(Data records begins)

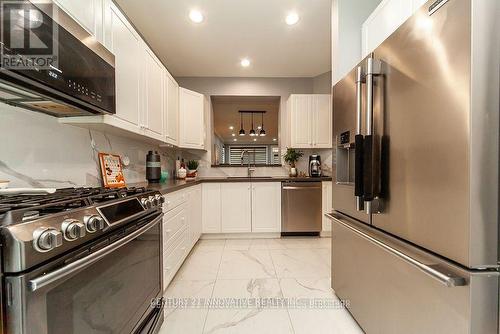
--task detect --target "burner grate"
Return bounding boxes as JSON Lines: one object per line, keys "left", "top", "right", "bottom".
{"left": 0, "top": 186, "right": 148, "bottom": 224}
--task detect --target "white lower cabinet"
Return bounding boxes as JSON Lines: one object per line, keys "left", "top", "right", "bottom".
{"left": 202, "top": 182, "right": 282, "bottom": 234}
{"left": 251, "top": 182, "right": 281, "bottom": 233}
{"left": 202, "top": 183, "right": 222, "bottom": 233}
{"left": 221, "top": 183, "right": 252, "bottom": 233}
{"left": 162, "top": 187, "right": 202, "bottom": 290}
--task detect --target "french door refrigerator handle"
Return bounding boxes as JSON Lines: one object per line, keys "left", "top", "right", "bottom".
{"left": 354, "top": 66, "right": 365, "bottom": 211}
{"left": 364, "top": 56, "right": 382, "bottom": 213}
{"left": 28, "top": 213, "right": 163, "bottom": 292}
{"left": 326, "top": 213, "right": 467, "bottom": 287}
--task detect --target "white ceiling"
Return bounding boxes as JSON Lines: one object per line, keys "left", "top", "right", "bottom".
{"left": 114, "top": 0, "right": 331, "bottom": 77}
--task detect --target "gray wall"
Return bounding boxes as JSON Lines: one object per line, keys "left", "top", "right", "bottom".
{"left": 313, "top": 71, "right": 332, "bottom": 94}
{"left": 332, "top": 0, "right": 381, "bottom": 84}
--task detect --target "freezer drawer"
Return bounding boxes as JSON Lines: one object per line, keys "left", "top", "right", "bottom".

(Data records ends)

Work instructions » What is needed is an exact copy of every entry, with the pictures removed.

Answer »
--task detect --target "burner grate"
Return bounding boxes as JSON Lines: one object per line, keys "left", "top", "right", "bottom".
{"left": 0, "top": 186, "right": 148, "bottom": 224}
--task detect --target "white lower cabinet"
Return bounding boxes as JSON Lines: one object per line, keys "left", "top", "right", "bottom".
{"left": 202, "top": 182, "right": 282, "bottom": 234}
{"left": 251, "top": 182, "right": 281, "bottom": 233}
{"left": 202, "top": 183, "right": 222, "bottom": 233}
{"left": 221, "top": 183, "right": 252, "bottom": 233}
{"left": 162, "top": 187, "right": 202, "bottom": 290}
--task detect --target "french door refrigerator handle"
Return bounding boxes as JSON Lines: one object per line, keys "left", "top", "right", "bottom".
{"left": 354, "top": 66, "right": 365, "bottom": 211}
{"left": 364, "top": 56, "right": 382, "bottom": 213}
{"left": 28, "top": 213, "right": 163, "bottom": 292}
{"left": 326, "top": 213, "right": 467, "bottom": 287}
--task detect --target "white ceiling"
Return bounding boxes as JSON Lines: one object per line, keys "left", "top", "right", "bottom".
{"left": 114, "top": 0, "right": 331, "bottom": 77}
--task detect --target "gray wall"
Return bounding boxes as JSON Lines: one object per line, keys "left", "top", "right", "bottom".
{"left": 313, "top": 71, "right": 332, "bottom": 94}
{"left": 332, "top": 0, "right": 381, "bottom": 84}
--task detect --target "freezer drawer"
Return bounding boxes as JSON Lines: one object per line, keys "left", "top", "right", "bottom".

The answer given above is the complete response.